§ Quoted passage

CARIBOU, Maine — While many neighboring communities have finalized or looked at creating their own retail marijuana regulations, the city of Caribou isn’t.
Any retail marijuana stores geared toward the general public, including those that only sell medical marijuana, cannot be developed within city limits.
Code Enforcement Officer Ken Murchison reviewed the city’s marijuana ordinance, which only allows nonprofit dispensaries and cultivation facilities registered for medical marijuana, when the Caribou Planning Board met recently.
Caribou’s decision to not invest in retail marijuana businesses is in stark contrast with neighboring communities. Presque Isle first approved the sale and manufacture of recreational pot in 2020 and has since seen four medical shops, two recreational stores and one cultivation facility open. That city’s ordinance specifies that shops cannot be within 1,000 feet of a pre-existing public or private school and must adhere to strict zoning rules.
The topic has come up among Caribou officials because of a permit application submitted in December for a proposed medical marijuana dispensary caregiver center that would be located in the former Pizza Hut building at 149 Bennett Drive.
In January, Murchison told the planning board he was concerned about the application because the entrepreneur’s business description seemed similar to a retail store.
After researching Maine’s retail marijuana laws, Murchison said during the meeting on Thursday that nothing will happen unless the City Council decides retail marijuana would be a worthy economic investment.
He said the City Council will need to opt into the state law allowing retail marijuana — referring to the Maine Medical Use of Marijuana Act and the Marijuana Legalization Act, which require that municipalities grant approval for any retail stores.
There are two medical marijuana dispensaries in Caribou: Safe Alternatives on Presque Isle Road and Richardson Remedies on Bog Road. Unlike retail stores, dispensaries specifically cater to medical patients, who must receive a medical marijuana card from their doctor before purchasing products.
Councilor John Morrill, who attended Thursday’s planning board meeting, said there are no plans to reconsider the city’s marijuana rules.
The planning board took no action regarding the current marijuana ordinance or the proposed dispensary center. Murchison said he wanted members to be aware of state laws in case the council ever decided to allow retail development.

§ Tasks and exercises
a – Answer these questions using the article on Caribou's marijuana rules.
(i) In what building would the proposed medical marijuana dispensary caregiver center be located?
(ii) Which two medical marijuana dispensaries operate in Caribou?
(iii) Under Presque Isle's ordinance, how near a pre-existing public or private school may a shop be?
b – Reproduce the portion of the Caribou marijuana article that begins with the words "In January, Murchison" and ends with "worthy economic investment.".

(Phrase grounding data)
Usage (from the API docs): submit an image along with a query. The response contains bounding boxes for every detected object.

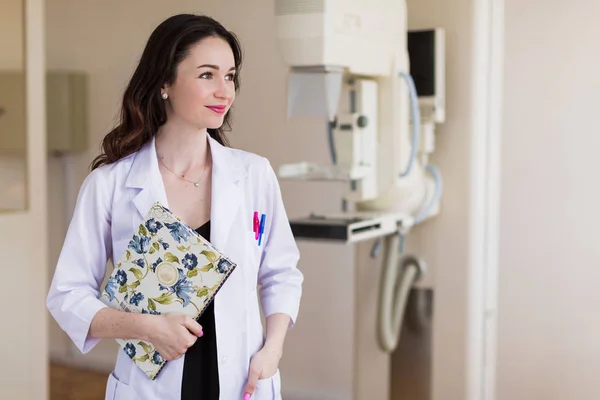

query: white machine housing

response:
[275,0,433,231]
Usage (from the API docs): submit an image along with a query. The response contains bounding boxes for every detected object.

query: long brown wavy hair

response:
[91,14,242,170]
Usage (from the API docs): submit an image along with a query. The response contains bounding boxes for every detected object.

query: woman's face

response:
[162,37,236,129]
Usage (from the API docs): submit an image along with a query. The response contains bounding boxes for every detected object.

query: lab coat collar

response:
[126,133,246,247]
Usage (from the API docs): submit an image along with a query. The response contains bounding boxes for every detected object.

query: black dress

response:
[181,221,219,400]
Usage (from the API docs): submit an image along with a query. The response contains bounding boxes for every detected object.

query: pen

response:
[258,214,267,246]
[254,211,259,240]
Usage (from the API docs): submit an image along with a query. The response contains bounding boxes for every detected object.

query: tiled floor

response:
[50,364,107,400]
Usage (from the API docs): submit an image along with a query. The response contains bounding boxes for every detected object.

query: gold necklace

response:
[158,157,208,187]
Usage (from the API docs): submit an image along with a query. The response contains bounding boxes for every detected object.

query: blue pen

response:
[258,214,267,246]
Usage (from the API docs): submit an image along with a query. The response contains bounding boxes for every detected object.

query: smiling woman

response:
[47,10,303,400]
[92,14,242,169]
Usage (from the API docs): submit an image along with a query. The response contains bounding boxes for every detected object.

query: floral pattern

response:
[100,203,236,379]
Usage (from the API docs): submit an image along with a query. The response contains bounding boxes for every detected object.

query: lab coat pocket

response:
[104,372,131,400]
[251,369,281,400]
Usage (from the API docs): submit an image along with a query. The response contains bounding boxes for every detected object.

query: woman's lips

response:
[206,106,227,114]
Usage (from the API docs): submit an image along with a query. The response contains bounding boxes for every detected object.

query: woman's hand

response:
[244,346,281,400]
[148,314,203,361]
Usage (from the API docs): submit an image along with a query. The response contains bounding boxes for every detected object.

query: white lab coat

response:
[47,136,303,400]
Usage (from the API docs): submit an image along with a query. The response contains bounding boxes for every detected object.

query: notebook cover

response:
[100,202,236,380]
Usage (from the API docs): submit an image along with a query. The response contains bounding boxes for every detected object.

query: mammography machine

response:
[275,0,445,396]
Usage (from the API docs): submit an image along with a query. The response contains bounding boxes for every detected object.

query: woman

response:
[47,14,303,400]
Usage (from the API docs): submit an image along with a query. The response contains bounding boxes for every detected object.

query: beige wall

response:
[0,0,27,210]
[0,0,47,400]
[0,0,24,70]
[497,0,600,400]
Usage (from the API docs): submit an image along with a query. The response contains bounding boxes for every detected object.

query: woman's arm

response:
[264,313,291,357]
[46,169,202,360]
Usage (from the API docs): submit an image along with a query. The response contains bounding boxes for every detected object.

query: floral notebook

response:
[100,203,236,380]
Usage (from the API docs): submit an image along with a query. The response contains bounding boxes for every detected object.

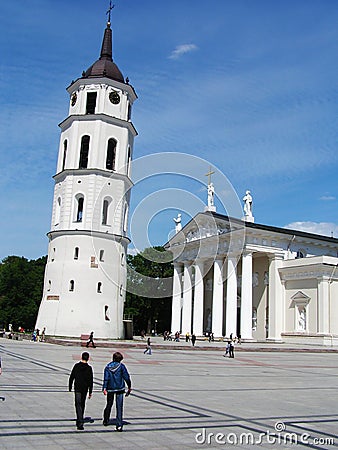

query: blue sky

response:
[0,0,338,258]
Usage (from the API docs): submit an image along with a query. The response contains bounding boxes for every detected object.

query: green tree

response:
[124,246,173,334]
[0,256,47,329]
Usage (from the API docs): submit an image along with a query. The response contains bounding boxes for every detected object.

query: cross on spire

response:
[106,0,115,23]
[205,166,215,185]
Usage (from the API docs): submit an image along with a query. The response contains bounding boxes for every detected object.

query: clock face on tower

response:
[109,91,120,105]
[70,93,77,106]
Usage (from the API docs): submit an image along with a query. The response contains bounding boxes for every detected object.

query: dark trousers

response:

§ Your written answers
a –
(i) The former Pizza Hut building at 149 Bennett Drive.
(ii) Safe Alternatives on Presque Isle Road and Richardson Remedies on Bog Road.
(iii) It cannot be within 1,000 feet of such a school.

b –
In January, Murchison told the planning board he was concerned about the application because the entrepreneur’s business description seemed similar to a retail store.
After researching Maine’s retail marijuana laws, Murchison said during the meeting on Thursday that nothing will happen unless the City Council decides retail marijuana would be a worthy economic investment.